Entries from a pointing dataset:
** Begin **

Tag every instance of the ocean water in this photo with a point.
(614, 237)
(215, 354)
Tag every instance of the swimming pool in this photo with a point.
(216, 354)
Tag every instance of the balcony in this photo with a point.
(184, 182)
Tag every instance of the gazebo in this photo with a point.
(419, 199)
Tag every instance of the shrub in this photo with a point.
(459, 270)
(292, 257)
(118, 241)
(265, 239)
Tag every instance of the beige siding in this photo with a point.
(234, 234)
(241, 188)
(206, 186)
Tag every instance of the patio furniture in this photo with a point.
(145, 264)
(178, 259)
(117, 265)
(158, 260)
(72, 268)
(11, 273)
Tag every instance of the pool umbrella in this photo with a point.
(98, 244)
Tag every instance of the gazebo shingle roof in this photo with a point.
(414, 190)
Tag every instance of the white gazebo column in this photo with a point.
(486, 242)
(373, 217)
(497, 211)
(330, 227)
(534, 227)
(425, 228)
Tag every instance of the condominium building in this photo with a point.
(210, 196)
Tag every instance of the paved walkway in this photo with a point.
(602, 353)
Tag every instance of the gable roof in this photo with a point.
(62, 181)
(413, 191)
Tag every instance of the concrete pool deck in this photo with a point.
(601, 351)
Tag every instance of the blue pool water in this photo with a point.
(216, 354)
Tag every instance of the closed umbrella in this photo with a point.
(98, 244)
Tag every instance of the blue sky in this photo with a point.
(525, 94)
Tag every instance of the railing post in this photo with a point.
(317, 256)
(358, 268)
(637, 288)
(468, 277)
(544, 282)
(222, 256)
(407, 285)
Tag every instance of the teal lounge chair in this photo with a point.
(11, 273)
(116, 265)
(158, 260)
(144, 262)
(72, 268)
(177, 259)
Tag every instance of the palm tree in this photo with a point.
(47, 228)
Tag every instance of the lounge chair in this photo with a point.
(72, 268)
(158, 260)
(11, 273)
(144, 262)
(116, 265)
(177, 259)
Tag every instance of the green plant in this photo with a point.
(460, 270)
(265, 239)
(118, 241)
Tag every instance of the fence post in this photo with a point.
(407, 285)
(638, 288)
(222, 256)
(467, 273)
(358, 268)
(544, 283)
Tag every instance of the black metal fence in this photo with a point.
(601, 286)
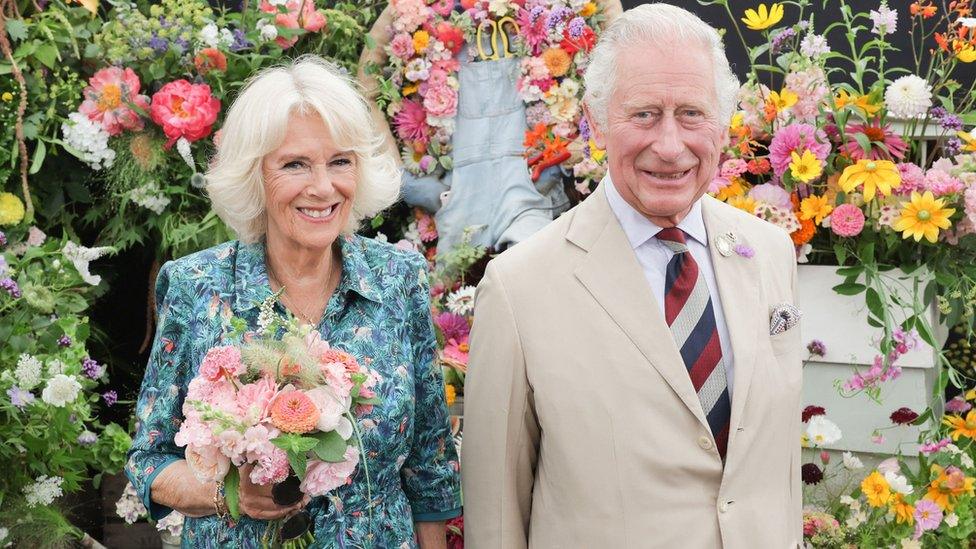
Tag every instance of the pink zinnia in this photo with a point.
(876, 133)
(796, 137)
(107, 99)
(847, 220)
(411, 122)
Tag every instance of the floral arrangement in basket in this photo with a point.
(924, 502)
(829, 144)
(286, 405)
(552, 38)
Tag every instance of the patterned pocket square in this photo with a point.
(783, 317)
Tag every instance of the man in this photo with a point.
(635, 368)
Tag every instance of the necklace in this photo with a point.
(289, 303)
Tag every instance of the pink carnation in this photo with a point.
(847, 220)
(107, 99)
(185, 110)
(796, 137)
(222, 361)
(441, 102)
(322, 477)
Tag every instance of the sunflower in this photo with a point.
(924, 215)
(875, 175)
(762, 19)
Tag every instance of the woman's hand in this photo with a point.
(257, 503)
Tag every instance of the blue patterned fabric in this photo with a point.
(381, 314)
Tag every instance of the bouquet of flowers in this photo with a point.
(285, 405)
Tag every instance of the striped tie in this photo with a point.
(688, 311)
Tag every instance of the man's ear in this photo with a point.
(596, 132)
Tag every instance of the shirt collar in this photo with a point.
(251, 285)
(640, 229)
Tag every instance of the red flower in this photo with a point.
(811, 411)
(903, 416)
(585, 42)
(184, 110)
(210, 59)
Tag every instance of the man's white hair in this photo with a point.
(256, 125)
(663, 26)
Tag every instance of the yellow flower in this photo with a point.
(962, 427)
(969, 141)
(816, 208)
(904, 511)
(421, 39)
(875, 175)
(11, 209)
(806, 168)
(762, 19)
(876, 489)
(783, 100)
(744, 203)
(924, 215)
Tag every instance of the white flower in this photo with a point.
(822, 431)
(461, 302)
(43, 491)
(28, 372)
(61, 390)
(150, 197)
(88, 140)
(952, 520)
(852, 462)
(210, 35)
(898, 483)
(908, 97)
(80, 257)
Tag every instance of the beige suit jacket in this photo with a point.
(582, 428)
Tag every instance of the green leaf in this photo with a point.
(331, 447)
(849, 288)
(232, 492)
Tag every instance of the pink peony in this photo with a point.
(796, 137)
(222, 361)
(847, 220)
(207, 463)
(441, 102)
(321, 477)
(107, 99)
(411, 122)
(184, 110)
(271, 468)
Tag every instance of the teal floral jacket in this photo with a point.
(381, 314)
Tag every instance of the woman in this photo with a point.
(298, 167)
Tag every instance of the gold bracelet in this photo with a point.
(220, 503)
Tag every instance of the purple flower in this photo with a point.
(87, 438)
(10, 287)
(91, 368)
(19, 397)
(745, 251)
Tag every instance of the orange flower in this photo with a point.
(557, 61)
(293, 412)
(805, 233)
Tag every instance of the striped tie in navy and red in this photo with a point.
(688, 311)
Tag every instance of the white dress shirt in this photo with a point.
(653, 256)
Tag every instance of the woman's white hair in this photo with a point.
(663, 26)
(256, 125)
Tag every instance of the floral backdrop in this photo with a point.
(114, 108)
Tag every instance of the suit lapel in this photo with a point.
(611, 274)
(738, 280)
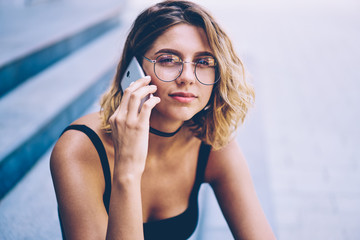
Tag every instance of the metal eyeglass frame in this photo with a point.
(182, 68)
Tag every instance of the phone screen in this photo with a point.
(133, 73)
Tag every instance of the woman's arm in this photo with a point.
(79, 185)
(229, 176)
(79, 181)
(130, 134)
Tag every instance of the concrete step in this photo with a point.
(34, 114)
(33, 38)
(29, 210)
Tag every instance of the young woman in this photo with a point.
(122, 173)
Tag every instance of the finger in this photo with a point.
(146, 109)
(129, 90)
(136, 98)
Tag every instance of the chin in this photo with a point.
(178, 114)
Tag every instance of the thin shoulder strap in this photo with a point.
(102, 155)
(204, 153)
(203, 157)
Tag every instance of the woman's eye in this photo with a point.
(167, 59)
(206, 62)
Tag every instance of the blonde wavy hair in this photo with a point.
(232, 95)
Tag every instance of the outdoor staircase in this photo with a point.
(56, 58)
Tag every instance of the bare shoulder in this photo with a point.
(74, 154)
(79, 182)
(224, 161)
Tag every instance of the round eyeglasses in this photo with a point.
(168, 67)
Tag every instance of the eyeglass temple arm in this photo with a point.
(150, 60)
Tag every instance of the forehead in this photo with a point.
(184, 38)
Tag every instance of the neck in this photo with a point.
(164, 134)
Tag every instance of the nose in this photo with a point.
(187, 75)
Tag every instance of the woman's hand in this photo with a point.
(130, 129)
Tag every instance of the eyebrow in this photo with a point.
(176, 52)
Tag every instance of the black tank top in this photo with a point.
(179, 227)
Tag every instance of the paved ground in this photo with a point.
(303, 57)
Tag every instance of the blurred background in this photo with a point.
(301, 139)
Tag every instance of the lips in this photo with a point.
(183, 97)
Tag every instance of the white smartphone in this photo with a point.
(133, 73)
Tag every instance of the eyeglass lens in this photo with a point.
(168, 67)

** End **

* Directive *
Extract, unchanged, the closing run of lines that opens with the line containing "Tag every instance of the outdoor" and ends with the last line.

* Result of the task *
Tag every instance of the outdoor staircase in this photo with a point.
(56, 58)
Tag every instance of the bare shoulder in this photo with a point.
(74, 154)
(79, 182)
(224, 161)
Tag every instance of the round eyeglasses in this photo with a point.
(168, 67)
Tag every instance of the eyeglass temple arm in this photo with a point.
(150, 60)
Tag every instance of the forehead in this photo with a point.
(184, 38)
Tag every instance of the neck in this photo with a point.
(164, 134)
Tag every instance of the nose in this photo with a point.
(187, 75)
Tag every instance of the woman's hand in this photo with a point.
(130, 129)
Tag every instance of the eyebrow in this photo with a point.
(176, 52)
Tag every instance of the black tank top in this photo with a point.
(179, 227)
Tag every instance of the paved ground in this photo with a point.
(303, 57)
Tag every instance of the blurred background in this photo with a point.
(301, 139)
Tag every instance of the lips in this photo with a point.
(183, 97)
Tag every instance of the white smartphone in this photo with a point.
(133, 73)
Tag every instance of the eyeglass lens in this photo with a point.
(168, 67)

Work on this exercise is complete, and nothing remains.